**What is being asked**
Output each of the records below verbatim, keeping every line and its order unchanged.

**Stored data**
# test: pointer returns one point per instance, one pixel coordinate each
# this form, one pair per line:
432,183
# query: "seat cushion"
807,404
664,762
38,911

**Task result**
# test: pointer returns one point per instance, one pixel coordinate each
# this form, one pair per line:
432,183
# query: "seat cushion"
807,404
664,762
38,911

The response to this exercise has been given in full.